§ WORK REQUIRED
Transcribe every line of the data below without changing anything.

---------- DATASET ROWS ----------

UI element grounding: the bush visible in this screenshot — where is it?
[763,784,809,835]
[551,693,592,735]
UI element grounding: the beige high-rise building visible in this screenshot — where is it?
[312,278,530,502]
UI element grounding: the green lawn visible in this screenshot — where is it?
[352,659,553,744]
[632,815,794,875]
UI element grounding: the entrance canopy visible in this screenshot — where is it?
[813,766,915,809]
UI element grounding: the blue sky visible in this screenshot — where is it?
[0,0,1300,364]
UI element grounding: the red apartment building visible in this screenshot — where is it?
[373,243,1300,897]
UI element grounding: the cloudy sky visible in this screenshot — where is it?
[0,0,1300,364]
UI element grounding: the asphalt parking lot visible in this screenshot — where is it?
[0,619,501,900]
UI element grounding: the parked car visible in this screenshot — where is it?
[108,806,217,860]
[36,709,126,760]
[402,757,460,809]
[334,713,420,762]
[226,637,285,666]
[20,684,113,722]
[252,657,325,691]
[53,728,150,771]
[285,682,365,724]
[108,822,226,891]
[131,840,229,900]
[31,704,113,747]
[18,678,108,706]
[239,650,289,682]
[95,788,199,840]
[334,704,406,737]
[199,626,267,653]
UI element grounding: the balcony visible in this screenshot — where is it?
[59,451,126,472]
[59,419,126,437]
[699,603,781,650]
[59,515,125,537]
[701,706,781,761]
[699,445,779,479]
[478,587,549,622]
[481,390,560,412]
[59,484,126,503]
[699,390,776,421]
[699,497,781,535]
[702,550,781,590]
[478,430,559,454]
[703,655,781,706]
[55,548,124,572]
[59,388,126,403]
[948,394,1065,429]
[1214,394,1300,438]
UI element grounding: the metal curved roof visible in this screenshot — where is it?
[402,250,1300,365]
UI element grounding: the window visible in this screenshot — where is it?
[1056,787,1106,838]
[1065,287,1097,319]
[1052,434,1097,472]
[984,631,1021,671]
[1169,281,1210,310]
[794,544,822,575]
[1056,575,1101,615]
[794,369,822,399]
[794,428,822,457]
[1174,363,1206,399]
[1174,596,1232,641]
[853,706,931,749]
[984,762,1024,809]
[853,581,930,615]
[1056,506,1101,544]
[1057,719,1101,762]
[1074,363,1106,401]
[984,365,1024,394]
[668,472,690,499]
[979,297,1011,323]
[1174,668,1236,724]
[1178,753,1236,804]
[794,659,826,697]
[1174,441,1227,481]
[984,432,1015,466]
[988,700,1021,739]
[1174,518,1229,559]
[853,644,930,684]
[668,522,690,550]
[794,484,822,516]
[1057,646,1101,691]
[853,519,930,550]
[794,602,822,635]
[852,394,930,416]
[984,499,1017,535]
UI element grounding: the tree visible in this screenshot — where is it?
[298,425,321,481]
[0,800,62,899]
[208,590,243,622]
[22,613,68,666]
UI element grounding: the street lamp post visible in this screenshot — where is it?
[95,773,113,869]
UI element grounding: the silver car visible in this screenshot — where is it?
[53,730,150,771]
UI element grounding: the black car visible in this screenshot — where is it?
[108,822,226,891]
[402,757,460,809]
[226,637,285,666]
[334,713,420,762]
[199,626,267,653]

----------

§ RESULT OF THE EXERCISE
UI element grounding: the bush visible in this screenshot — where is it?
[763,784,809,835]
[551,693,592,735]
UI element grounding: the beige high-rise building visible in this screenshot — where is it?
[312,278,530,502]
UI element grounding: the green lawn visible in this screenshot — where is it?
[352,659,553,744]
[632,815,794,875]
UI element grounding: the entrance canopy visible in this screenshot — where is it?
[813,766,915,809]
UI element grounding: the blue sky visible in this screenshot — where is it?
[0,0,1300,364]
UI element grounding: the red apartment building visible in this screenshot — where is it?
[373,243,1300,897]
UI element grounding: the cloudy sky visible in this screenshot — where is it?
[0,0,1300,364]
UI element grounding: the asphalt parking lot visible in this screenshot — where is it?
[0,619,501,900]
UI element grounding: the parked car visible in this screenshot — where is it?
[108,806,217,860]
[36,709,126,760]
[402,757,460,809]
[334,713,420,762]
[226,637,285,666]
[20,684,113,722]
[252,657,325,691]
[53,728,150,771]
[285,682,365,724]
[108,822,226,891]
[131,840,229,900]
[31,704,113,747]
[18,678,108,706]
[239,650,289,682]
[95,788,199,840]
[334,704,406,737]
[199,626,267,653]
UI element grounding: the balcony visible in this screenshot — where is it?
[59,451,126,472]
[59,419,126,437]
[699,603,781,650]
[59,515,125,537]
[701,706,781,761]
[699,445,779,479]
[478,587,549,622]
[481,390,560,412]
[59,484,126,503]
[699,390,776,421]
[699,497,781,535]
[702,550,781,590]
[478,430,559,454]
[703,655,781,706]
[55,548,124,572]
[59,388,126,403]
[948,394,1065,429]
[1214,394,1300,438]
UI element grounding: the metal curved roof visible in this screenshot — where is it?
[402,250,1300,365]
UI element grounding: the window visible in this screenshot — where is it?
[1056,787,1106,838]
[1065,287,1097,319]
[1052,434,1097,472]
[984,631,1021,671]
[1169,281,1210,310]
[794,544,822,575]
[1056,575,1101,615]
[794,369,822,399]
[794,428,822,457]
[1174,363,1206,399]
[1174,596,1232,641]
[853,706,931,749]
[984,762,1024,809]
[853,581,930,615]
[1056,506,1101,544]
[1057,719,1101,762]
[1074,363,1106,401]
[984,365,1024,394]
[668,472,690,499]
[979,297,1011,323]
[1174,668,1236,724]
[1178,753,1236,804]
[794,659,826,697]
[1174,441,1227,481]
[984,432,1015,466]
[988,700,1021,739]
[1174,518,1229,559]
[853,644,930,684]
[668,522,690,550]
[794,484,822,516]
[1057,646,1101,691]
[853,519,930,550]
[794,602,822,635]
[852,394,930,416]
[984,499,1017,535]
UI element grounding: the tree visible in this screenshot — where is it?
[298,425,321,481]
[0,800,62,899]
[208,590,243,622]
[22,613,68,666]
UI element grounding: the street lamp post visible in this screenshot — where is it?
[95,773,113,869]
UI element grounding: the silver car visible in this screenshot — where is it?
[53,730,150,771]
UI element grounding: the black car visible in this screenshot — where is it?
[108,822,226,891]
[402,757,460,809]
[226,637,285,666]
[334,713,420,762]
[199,626,267,653]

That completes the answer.